►
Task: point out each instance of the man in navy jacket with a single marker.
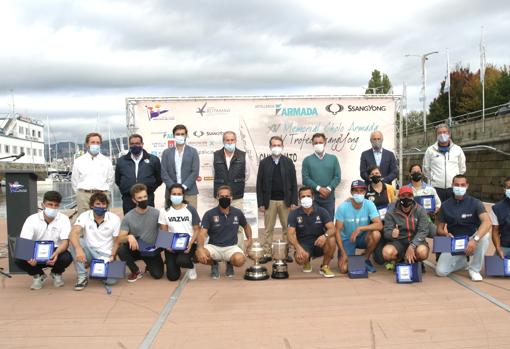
(137, 166)
(377, 156)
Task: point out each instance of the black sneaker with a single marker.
(81, 284)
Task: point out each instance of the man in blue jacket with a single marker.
(181, 164)
(137, 166)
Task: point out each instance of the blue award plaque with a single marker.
(506, 262)
(428, 202)
(146, 249)
(180, 242)
(459, 244)
(382, 211)
(98, 269)
(404, 273)
(43, 250)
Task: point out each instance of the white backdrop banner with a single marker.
(346, 121)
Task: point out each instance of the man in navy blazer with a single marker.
(181, 164)
(377, 156)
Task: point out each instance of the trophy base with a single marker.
(280, 271)
(256, 274)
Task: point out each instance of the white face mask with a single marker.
(318, 148)
(276, 151)
(306, 202)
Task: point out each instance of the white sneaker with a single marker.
(475, 276)
(38, 282)
(58, 280)
(192, 273)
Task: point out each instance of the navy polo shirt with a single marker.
(461, 216)
(222, 228)
(309, 227)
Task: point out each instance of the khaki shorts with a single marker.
(219, 253)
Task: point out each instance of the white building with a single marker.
(22, 135)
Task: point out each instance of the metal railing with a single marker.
(459, 119)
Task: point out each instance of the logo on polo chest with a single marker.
(178, 219)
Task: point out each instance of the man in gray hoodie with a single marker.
(405, 230)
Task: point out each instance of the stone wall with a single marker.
(486, 169)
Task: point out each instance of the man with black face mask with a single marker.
(405, 230)
(139, 223)
(221, 224)
(377, 156)
(137, 166)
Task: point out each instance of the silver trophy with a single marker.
(280, 252)
(257, 271)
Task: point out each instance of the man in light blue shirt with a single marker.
(358, 225)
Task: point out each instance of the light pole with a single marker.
(424, 83)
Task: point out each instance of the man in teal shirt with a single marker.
(358, 225)
(321, 172)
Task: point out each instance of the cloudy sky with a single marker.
(74, 62)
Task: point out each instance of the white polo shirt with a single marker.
(35, 228)
(100, 237)
(92, 172)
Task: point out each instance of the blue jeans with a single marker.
(90, 254)
(448, 264)
(328, 204)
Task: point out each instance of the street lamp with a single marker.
(424, 83)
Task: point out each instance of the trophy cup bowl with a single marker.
(280, 252)
(257, 271)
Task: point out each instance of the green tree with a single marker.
(378, 84)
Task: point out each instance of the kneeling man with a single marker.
(221, 225)
(405, 230)
(311, 232)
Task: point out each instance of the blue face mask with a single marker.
(358, 198)
(459, 191)
(99, 211)
(94, 149)
(230, 147)
(50, 212)
(176, 199)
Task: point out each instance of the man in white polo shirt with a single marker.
(100, 228)
(49, 224)
(92, 173)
◄
• Goal of the exercise: The response should be an exact copy of the lines from the one with "Task: point out each instance of the green" through the end of the data, with no other text.

• Output of the task:
Task: point out each instance of the green tree with a single marker.
(378, 84)
Task: point out each instance of the kneeling man with a single marker.
(221, 225)
(405, 230)
(311, 232)
Task: point out each instance of the blue face mask with a single marker.
(358, 198)
(459, 191)
(99, 211)
(94, 149)
(230, 147)
(50, 212)
(176, 199)
Task: point out each instance of the man in white polo shirt with a single marker.
(100, 228)
(49, 224)
(92, 173)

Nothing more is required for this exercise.